■ ROWS:
= = = = =
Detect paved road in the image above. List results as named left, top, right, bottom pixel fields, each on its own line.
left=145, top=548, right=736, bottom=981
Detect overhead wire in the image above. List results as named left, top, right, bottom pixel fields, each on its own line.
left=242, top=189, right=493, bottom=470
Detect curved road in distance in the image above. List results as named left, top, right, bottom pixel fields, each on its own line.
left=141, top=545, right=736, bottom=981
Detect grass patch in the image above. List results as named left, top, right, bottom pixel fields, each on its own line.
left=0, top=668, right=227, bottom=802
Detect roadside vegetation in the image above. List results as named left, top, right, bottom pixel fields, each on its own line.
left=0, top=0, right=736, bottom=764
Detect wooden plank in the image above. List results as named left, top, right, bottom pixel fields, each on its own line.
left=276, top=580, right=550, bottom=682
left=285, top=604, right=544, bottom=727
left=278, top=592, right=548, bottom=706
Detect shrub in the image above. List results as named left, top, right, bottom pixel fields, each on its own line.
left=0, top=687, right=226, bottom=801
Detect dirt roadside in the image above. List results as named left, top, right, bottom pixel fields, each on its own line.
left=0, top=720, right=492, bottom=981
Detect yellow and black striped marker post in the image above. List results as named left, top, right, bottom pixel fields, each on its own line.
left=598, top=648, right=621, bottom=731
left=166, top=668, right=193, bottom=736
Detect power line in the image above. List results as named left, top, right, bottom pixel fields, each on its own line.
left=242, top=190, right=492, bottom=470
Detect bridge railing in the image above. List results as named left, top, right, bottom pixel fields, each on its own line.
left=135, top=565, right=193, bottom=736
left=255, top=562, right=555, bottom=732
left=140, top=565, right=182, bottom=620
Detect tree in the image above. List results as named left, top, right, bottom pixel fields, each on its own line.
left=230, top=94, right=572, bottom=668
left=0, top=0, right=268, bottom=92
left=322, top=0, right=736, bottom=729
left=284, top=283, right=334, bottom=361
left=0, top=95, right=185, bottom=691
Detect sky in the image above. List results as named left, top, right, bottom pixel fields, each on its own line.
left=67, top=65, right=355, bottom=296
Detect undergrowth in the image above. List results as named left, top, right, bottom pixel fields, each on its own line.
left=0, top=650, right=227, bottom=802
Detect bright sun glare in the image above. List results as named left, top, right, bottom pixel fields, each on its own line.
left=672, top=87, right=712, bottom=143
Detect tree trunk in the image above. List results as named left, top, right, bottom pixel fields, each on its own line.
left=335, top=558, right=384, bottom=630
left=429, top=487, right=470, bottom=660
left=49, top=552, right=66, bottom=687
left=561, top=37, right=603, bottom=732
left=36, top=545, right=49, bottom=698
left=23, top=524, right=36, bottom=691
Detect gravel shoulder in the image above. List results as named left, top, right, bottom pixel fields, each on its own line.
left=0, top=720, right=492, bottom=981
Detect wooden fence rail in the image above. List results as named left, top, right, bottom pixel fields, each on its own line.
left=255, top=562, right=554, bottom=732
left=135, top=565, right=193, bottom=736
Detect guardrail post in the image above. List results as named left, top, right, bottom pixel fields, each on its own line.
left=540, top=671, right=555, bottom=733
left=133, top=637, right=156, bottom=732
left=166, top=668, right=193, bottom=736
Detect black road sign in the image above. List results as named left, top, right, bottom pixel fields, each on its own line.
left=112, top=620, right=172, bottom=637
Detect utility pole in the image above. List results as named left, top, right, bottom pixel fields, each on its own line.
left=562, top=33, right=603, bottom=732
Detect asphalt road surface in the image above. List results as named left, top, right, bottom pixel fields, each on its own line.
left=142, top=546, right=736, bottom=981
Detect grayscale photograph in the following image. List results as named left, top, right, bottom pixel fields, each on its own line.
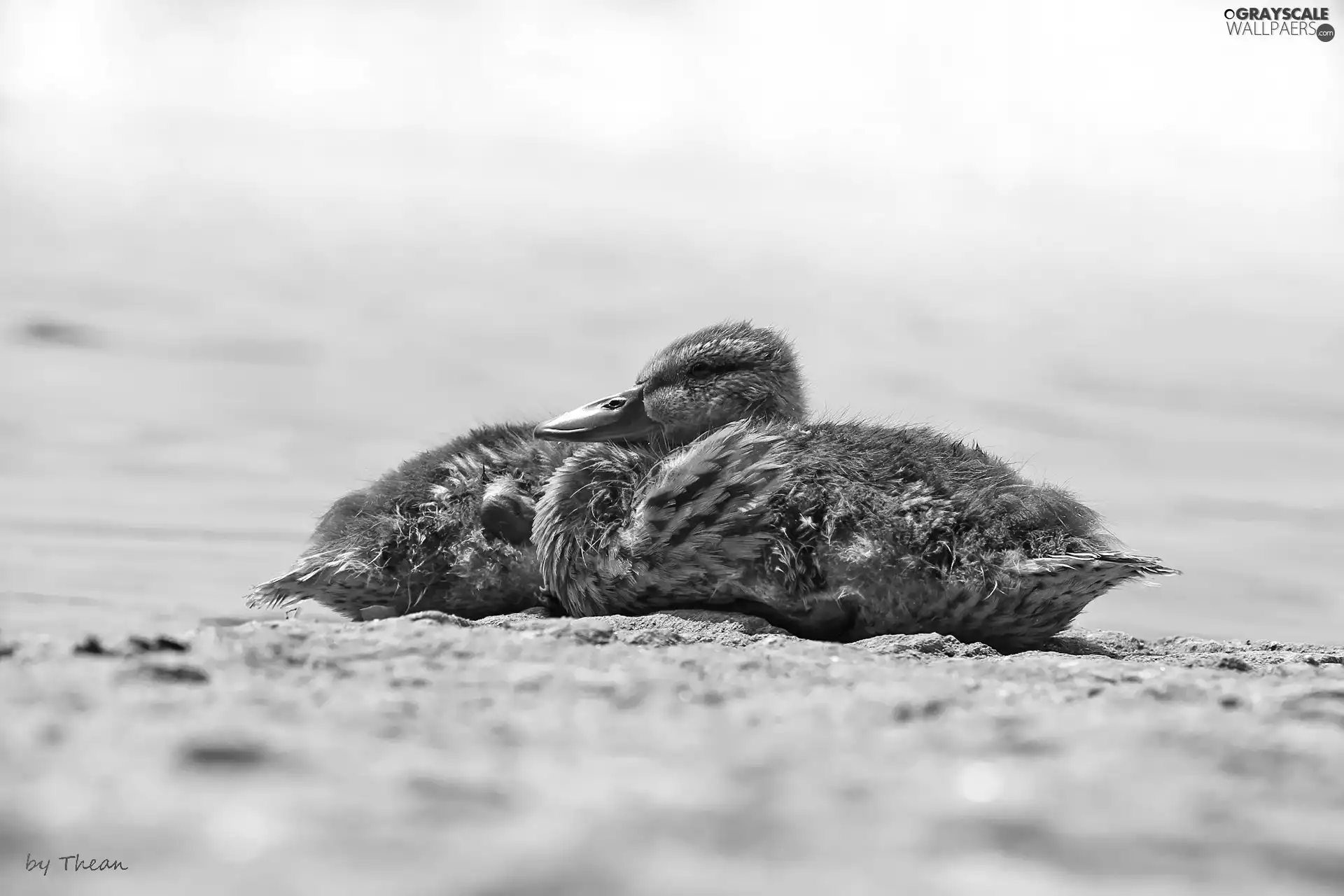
= = = = =
■ GOAL: Recast every line of the records above as a Markdown table with the columns No. and Line, one numbered row per line and no rows for blank lines. Leave out the pictures.

■ TASK OUTPUT:
| No. | Line |
|---|---|
| 1 | Detect paved road in the image above. List results as named left, top, right, bottom pixel fields, each on its own line. |
| 2 | left=145, top=548, right=736, bottom=981 |
| 3 | Detect overhead wire in the image above. List results as named left, top, right, bottom pixel fields, each on its own line. |
| 4 | left=242, top=189, right=493, bottom=470 |
| 5 | Detect curved road in distance in the image above. List results as named left, top, right, bottom pixel fields, each on its own line. |
| 6 | left=141, top=545, right=736, bottom=981 |
| 7 | Detect grass patch in the image above. List results as named left, top, right, bottom pixel fields, each on its own line. |
| 8 | left=0, top=668, right=227, bottom=802 |
| 9 | Detect roadside vegetation in the image above. List results as named left, top, right, bottom pixel fields, each on its own line. |
| 10 | left=0, top=0, right=736, bottom=764 |
| 11 | Detect wooden plank in the image above. List results as named left, top, right, bottom pixel fields, each on its own line. |
| 12 | left=276, top=580, right=550, bottom=682 |
| 13 | left=285, top=604, right=544, bottom=727 |
| 14 | left=278, top=592, right=548, bottom=706 |
| 15 | Detect shrub in the image above. List results as named left, top, right, bottom pixel fields, each on its own line. |
| 16 | left=0, top=687, right=226, bottom=801 |
| 17 | Detect dirt roadside in the image above. List results as named left, top, right, bottom pixel fields, each on its own line. |
| 18 | left=0, top=720, right=492, bottom=981 |
| 19 | Detect yellow and black striped marker post in the image above. List results as named left, top, right, bottom pixel fields, each on its own line. |
| 20 | left=598, top=648, right=621, bottom=731 |
| 21 | left=166, top=668, right=193, bottom=736 |
| 22 | Detect power line in the image above. List results as named left, top, right, bottom pixel fields, each on its own line. |
| 23 | left=242, top=190, right=492, bottom=470 |
| 24 | Detect bridge railing in the image above. List results as named left, top, right, bottom pixel fields, each on its own line. |
| 25 | left=135, top=565, right=193, bottom=736 |
| 26 | left=255, top=562, right=555, bottom=732 |
| 27 | left=140, top=565, right=182, bottom=620 |
| 28 | Detect tree in the image above. List results as named left, top, right, bottom pixel fields, each on its own line. |
| 29 | left=230, top=94, right=572, bottom=668 |
| 30 | left=0, top=0, right=268, bottom=92 |
| 31 | left=322, top=0, right=736, bottom=729 |
| 32 | left=284, top=283, right=334, bottom=361 |
| 33 | left=0, top=95, right=185, bottom=691 |
| 34 | Detect sky in the image above. List results as named left, top, right, bottom pixel fields, each on its own line. |
| 35 | left=67, top=65, right=355, bottom=296 |
| 36 | Detect undergrowth in the image above. List results as named left, top, right, bottom pixel fields, each on its own line. |
| 37 | left=0, top=650, right=227, bottom=802 |
| 38 | Detect bright sun glare in the image above. List results as named left, top, right, bottom pixel fields, each on its own line. |
| 39 | left=672, top=87, right=712, bottom=143 |
| 40 | Detect tree trunk in the image above. List results as named left, top, right, bottom pixel fields, each on its own line. |
| 41 | left=335, top=558, right=384, bottom=630 |
| 42 | left=429, top=487, right=470, bottom=660 |
| 43 | left=49, top=552, right=66, bottom=687 |
| 44 | left=561, top=37, right=603, bottom=732 |
| 45 | left=36, top=545, right=49, bottom=698 |
| 46 | left=23, top=524, right=36, bottom=691 |
| 47 | Detect gravel shoulder in the image above. List results as named left, top, right, bottom pixel fields, each on its own line. |
| 48 | left=0, top=720, right=492, bottom=981 |
| 49 | Detect wooden fence rail in the image above. List results as named left, top, right, bottom pixel fields, each on its own line. |
| 50 | left=255, top=562, right=554, bottom=732 |
| 51 | left=135, top=565, right=193, bottom=736 |
| 52 | Detect guardrail post in the image above. List results as named left, top, right, bottom pixel fields, each on its own line. |
| 53 | left=540, top=671, right=555, bottom=733 |
| 54 | left=133, top=637, right=156, bottom=732 |
| 55 | left=166, top=668, right=193, bottom=736 |
| 56 | Detect black road sign in the image above. List results as named left, top, right, bottom pixel fields, each on its own line. |
| 57 | left=112, top=620, right=172, bottom=637 |
| 58 | Detect utility pole in the image above. List results as named left, top, right, bottom pixel fields, each on its own line. |
| 59 | left=562, top=33, right=603, bottom=732 |
| 60 | Detect asphalt road surface in the image above. List results as named left, top, right, bottom pixel fields, each on its own line. |
| 61 | left=142, top=546, right=736, bottom=981 |
| 62 | Detect grayscale photograph in the following image. List results as named left, top, right, bottom pixel fields, each on its own line. |